Page extract: Begin

The real question is this – if you’re not going to make an appointment with a financial advisor, is consuming financial advice through social media better than doing nothing?
I’d argue that it is.
And those Millennials and Gen Zers that were surveyed by Forbes? They agree!
76% of millennials and Gen Zers think financial content on social media has made it less taboo to talk about money. 73% report that social media has improved their financial literacy. And 62% feel empowered by their access to financial advice on social media platforms.
Part 2: Skepticism isn’t a bad thing.
As we’ve already discussed, technologies like crowdsourcing, social media, and generative AI, come with plenty of problems that can imperil their ability to act as accurate and unbiased sources of knowledge.
The implications of this in financial services are obviously concerning. Incorrect information, self-serving advice, scams, and FOMO are all, unfortunately, landmines that need to be navigated around in today’s digital-first financial services ecosystem.
However, a small part of me can’t help but think that there might be a benefit to learning (sometimes the hard way) to avoid those landmines.
Growing up in the age of Google, Wikipedia, and Twitter, I’ve certainly learned to be a more skeptical consumer of information. Is it possible that this skepticism might end up being an advantage for consumers in their interactions with financial services providers?
Part 3: Adding layers to the stack makes the whole stack more valuable.
The pessimist sees each new layer in the expert knowledge stack as a replacement for the layer beneath it.
Why would someone read a book when they can glean the main points from Wikipedia? Why would they read that long-ass Wikipedia article when they can have Chat-GPT summarize it in two sentences in the voice of Dolly Parton?
The optimist (me) sees it differently.
The problem with expert knowledge, in its raw and unrefined form, is that it’s inaccessible and intimidating, like trying to descend a steep cliff with nothing to hold on to.
So, what we need to build are a series of more accessible, intermediate steps between the novice and the expert, tools to help people build their understanding and, crucially, build their confidence and interest in the topic, such that they will take the initiative to engage with it more deeply and sustainably.
Each layer that we add makes the entire stack more valuable.
Interestingly, some of the latest thinking in the world of AI-powered chatbots make this same case for a combined approach:
Jesse Dodge [a computer scientist at the Allen Institute for AI in Seattle] … points to an idea known as “retrieval,” whereby a chatbot will essentially consult a high-quality source on the web to fact-check an answer in real time. It would even cite precise links, as some A.I.-powered search engines now do. “Without that retrieval element,” Dodge says, “I don’t think there’s a way to solve the hallucination problem.” Otherwise, he says, he doubts that a chatbot answer can gain factual parity with Wikipedia or the Encyclopaedia Britannica.
Indeed, the folks at Wikipedia have already picked up this idea and run with it, having recently introduced a Wikipedia plug-in for ChatGPT:
GPT-4’s knowledge base is currently limited to data it ingested by the end of its training period, in September 2021. A Wikipedia plug-in helps the bot access information about events up to the present day. At least in theory, the tool — lines of code that direct a search for Wikipedia articles that answer a chatbot query — gives users an improved, combinatory experience: the fluency and linguistic capabilities of an A.I. chatbot, merged with the factuality and currency of Wikipedia.
The challenge for those of us working in financial services is how do we build this type of combinatory financial advice experience, leveraging the flexibility and engaging nature of generative AI (which we know consumers will lean on, whether they are advised against it or not) while slowly drawing users down to the more valuable (and monetizable) wealth management expertise that we’ve been selling for years?

Page extract: End
Supplied material: Begin

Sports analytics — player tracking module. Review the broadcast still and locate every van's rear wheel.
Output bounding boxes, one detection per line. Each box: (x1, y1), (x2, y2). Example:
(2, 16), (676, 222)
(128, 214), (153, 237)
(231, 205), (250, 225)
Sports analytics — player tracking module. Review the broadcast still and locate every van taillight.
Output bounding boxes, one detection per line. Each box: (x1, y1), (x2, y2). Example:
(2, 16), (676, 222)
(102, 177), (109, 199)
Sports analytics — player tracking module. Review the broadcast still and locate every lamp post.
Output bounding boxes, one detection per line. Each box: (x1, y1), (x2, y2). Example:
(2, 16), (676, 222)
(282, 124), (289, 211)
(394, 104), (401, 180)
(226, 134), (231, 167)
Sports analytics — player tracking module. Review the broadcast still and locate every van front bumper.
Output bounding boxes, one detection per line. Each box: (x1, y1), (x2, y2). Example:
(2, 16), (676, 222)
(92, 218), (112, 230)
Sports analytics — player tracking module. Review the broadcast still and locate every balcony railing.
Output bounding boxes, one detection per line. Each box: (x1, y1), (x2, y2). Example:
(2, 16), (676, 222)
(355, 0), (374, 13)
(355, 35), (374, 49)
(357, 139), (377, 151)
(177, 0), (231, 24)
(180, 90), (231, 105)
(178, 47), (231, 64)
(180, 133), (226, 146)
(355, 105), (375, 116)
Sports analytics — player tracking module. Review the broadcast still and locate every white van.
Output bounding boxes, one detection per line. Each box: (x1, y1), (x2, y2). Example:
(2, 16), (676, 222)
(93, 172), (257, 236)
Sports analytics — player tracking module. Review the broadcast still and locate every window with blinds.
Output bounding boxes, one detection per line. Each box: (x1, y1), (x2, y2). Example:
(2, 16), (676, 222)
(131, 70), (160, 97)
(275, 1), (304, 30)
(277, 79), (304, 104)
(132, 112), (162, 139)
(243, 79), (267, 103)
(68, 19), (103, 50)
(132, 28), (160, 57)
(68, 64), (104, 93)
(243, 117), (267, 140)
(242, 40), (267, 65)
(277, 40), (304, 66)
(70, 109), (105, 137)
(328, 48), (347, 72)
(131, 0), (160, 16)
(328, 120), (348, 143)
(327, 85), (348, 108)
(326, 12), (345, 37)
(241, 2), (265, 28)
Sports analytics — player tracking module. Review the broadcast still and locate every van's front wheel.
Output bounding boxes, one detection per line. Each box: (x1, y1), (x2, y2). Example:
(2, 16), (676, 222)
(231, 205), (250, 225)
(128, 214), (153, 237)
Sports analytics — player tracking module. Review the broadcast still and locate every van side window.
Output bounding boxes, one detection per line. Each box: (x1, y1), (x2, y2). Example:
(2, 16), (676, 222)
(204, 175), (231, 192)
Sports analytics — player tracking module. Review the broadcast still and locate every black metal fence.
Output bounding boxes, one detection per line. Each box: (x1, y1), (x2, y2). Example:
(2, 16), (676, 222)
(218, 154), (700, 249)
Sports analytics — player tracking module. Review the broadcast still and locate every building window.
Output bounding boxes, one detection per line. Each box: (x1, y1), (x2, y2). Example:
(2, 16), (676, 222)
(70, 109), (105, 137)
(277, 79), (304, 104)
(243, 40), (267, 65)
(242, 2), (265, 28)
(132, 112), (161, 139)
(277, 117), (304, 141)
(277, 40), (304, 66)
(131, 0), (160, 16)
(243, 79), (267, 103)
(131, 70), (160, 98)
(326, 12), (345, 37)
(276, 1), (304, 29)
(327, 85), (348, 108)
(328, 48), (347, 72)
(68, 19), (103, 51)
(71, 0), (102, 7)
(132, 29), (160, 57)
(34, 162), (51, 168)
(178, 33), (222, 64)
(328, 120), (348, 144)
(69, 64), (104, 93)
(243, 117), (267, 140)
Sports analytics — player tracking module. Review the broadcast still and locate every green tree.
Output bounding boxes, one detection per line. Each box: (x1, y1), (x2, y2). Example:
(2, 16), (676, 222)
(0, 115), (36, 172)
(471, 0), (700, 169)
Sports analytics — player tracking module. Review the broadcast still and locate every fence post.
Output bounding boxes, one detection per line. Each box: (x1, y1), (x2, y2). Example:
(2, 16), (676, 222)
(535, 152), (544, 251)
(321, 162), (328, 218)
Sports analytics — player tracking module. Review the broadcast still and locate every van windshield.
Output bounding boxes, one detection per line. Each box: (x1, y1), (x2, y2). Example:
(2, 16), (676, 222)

Supplied material: End

Actions to take
A – In one to three sentences, explain why the financial advice article says we need a series of intermediate steps between the novice and the expert.
B – According to the financial advice article, what share of surveyed millennials and Gen Zers report that social media has improved their financial literacy?

Expected outputs
A – The article says expert knowledge in its raw, unrefined form is inaccessible and intimidating, like descending a steep cliff with nothing to hold on to. More accessible intermediate steps would help people build their understanding, confidence and interest. They would then take the initiative to engage with the topic more deeply and sustainably.

B – 73%